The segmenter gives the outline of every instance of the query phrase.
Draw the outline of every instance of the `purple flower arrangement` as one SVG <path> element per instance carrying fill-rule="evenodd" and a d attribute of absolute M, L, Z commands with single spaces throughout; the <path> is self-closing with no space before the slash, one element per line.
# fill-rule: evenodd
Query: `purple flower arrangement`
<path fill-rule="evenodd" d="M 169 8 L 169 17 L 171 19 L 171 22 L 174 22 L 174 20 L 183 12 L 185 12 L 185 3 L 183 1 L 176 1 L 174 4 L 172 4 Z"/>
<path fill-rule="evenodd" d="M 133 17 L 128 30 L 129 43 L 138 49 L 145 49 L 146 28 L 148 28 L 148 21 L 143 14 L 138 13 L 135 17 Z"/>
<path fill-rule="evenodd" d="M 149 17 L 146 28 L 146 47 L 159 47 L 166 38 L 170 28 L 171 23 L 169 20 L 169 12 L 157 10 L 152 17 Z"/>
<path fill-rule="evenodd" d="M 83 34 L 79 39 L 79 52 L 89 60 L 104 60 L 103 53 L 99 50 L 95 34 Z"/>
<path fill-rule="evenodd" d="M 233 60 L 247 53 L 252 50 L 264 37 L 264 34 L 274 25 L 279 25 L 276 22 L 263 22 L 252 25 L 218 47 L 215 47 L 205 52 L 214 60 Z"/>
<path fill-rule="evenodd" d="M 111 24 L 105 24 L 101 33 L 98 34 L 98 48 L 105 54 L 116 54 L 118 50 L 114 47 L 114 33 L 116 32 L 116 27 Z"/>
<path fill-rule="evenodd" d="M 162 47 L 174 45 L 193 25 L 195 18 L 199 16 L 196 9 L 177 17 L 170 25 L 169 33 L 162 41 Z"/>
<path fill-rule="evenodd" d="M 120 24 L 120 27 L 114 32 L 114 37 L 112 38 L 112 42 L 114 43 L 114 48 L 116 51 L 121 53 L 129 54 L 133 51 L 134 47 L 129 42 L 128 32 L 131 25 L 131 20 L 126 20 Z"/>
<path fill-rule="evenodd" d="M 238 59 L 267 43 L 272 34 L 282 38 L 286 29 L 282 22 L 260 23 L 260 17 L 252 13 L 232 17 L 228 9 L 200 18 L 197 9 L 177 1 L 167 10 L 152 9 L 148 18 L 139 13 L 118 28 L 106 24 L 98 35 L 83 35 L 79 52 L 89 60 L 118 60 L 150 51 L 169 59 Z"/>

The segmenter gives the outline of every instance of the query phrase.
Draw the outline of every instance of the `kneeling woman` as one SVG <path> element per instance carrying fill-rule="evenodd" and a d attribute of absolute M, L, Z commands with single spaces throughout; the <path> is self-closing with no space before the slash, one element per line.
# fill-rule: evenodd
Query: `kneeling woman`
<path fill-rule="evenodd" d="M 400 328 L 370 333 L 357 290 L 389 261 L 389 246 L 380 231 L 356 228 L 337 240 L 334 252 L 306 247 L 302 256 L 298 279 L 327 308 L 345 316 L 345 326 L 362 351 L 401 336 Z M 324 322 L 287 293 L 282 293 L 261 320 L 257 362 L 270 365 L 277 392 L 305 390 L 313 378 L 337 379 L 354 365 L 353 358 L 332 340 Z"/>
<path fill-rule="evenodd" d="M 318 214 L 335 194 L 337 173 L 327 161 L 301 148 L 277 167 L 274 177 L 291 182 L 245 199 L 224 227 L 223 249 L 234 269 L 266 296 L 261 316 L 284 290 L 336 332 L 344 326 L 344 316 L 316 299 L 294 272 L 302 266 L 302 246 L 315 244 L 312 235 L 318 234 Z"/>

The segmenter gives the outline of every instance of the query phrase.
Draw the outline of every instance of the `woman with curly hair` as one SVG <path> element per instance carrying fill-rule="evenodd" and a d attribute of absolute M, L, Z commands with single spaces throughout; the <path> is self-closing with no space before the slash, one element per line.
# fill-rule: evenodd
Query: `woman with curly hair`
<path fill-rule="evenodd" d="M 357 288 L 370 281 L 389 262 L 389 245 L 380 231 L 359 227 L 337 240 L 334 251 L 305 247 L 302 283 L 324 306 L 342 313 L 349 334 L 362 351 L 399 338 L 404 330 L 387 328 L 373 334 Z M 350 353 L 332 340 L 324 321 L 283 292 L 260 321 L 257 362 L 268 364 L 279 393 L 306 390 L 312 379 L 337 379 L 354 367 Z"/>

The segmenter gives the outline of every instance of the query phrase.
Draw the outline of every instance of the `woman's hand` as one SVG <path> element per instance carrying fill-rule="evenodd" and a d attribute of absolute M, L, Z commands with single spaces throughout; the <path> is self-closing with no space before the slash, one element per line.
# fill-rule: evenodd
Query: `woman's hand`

- [AIM OF THE TASK]
Find every line above that contains the word "commands" and copy each of those lines.

- [OUTPUT BELOW]
Draw the outline of every instance of the `purple flower arrangement` as one SVG <path> element per instance carrying fill-rule="evenodd" and a d attribute of absolute M, L, Z commands with single spaces throughout; the <path> is self-closing with no space before the slash, one element per line.
Draw the outline of every instance of the `kneeling woman` as one SVG <path> element per instance carrying fill-rule="evenodd" and a d attribute of absolute M, L, Z commands with single spaces throughout; the <path> is self-closing with no space before the slash, one element per line.
Draw the outline of every instance of the `woman with curly hair` as one SVG <path> element per instance carrying fill-rule="evenodd" and a d attribute of absolute M, L, Z commands with single spaces throughout; the <path> is self-closing with no space before the slash, one element per line.
Draw the outline of every instance of the `woman's hand` as one SVG <path> element per instance carrying fill-rule="evenodd" and a d attribute of absolute M, L, Z commands with single spaces throughout; the <path> is self-closing with no space before the slash, one element per line.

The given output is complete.